◆ **Exercise goal**: Find each line in the rows below that contains the string "viewBox" and copy that line out in full. Only matches with the same capitalization count.

Outline records for named regions
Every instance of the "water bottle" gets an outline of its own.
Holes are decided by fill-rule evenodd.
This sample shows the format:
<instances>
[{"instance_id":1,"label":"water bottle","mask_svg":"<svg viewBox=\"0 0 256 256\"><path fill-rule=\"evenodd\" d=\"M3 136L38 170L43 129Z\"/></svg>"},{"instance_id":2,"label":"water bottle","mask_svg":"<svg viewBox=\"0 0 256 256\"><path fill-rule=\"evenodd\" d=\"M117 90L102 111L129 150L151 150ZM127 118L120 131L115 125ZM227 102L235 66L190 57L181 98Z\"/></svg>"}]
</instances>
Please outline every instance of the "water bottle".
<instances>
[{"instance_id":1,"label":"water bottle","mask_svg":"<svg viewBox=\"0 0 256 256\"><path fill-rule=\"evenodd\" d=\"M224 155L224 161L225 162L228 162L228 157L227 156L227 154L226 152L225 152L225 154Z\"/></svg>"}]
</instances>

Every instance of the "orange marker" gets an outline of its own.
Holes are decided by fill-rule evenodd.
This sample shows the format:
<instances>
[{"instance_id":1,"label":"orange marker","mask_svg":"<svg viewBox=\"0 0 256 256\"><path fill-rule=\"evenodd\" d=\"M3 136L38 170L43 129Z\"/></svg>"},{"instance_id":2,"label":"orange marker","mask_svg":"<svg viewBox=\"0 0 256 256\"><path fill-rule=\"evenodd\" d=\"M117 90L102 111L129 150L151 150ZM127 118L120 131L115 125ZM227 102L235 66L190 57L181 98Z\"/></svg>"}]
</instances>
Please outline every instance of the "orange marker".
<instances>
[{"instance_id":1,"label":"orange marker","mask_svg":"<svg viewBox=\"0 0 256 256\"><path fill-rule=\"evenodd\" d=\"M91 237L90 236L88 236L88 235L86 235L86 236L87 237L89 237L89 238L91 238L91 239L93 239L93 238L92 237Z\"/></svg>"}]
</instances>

◆ **Reply**:
[{"instance_id":1,"label":"water bottle","mask_svg":"<svg viewBox=\"0 0 256 256\"><path fill-rule=\"evenodd\" d=\"M3 136L38 170L43 129Z\"/></svg>"},{"instance_id":2,"label":"water bottle","mask_svg":"<svg viewBox=\"0 0 256 256\"><path fill-rule=\"evenodd\" d=\"M117 90L102 111L129 150L151 150ZM127 118L120 131L115 125ZM227 102L235 66L190 57L181 98Z\"/></svg>"}]
[{"instance_id":1,"label":"water bottle","mask_svg":"<svg viewBox=\"0 0 256 256\"><path fill-rule=\"evenodd\" d=\"M224 155L224 161L225 162L228 162L228 157L227 156L227 154L226 152L225 152L225 154Z\"/></svg>"}]
[{"instance_id":1,"label":"orange marker","mask_svg":"<svg viewBox=\"0 0 256 256\"><path fill-rule=\"evenodd\" d=\"M3 136L38 170L43 129Z\"/></svg>"},{"instance_id":2,"label":"orange marker","mask_svg":"<svg viewBox=\"0 0 256 256\"><path fill-rule=\"evenodd\" d=\"M117 90L102 111L129 150L151 150ZM127 118L120 131L115 125ZM227 102L235 66L190 57L181 98Z\"/></svg>"}]
[{"instance_id":1,"label":"orange marker","mask_svg":"<svg viewBox=\"0 0 256 256\"><path fill-rule=\"evenodd\" d=\"M91 237L90 236L88 236L88 235L86 235L86 236L87 237L89 237L89 238L91 238L91 239L93 239L93 238L92 237Z\"/></svg>"}]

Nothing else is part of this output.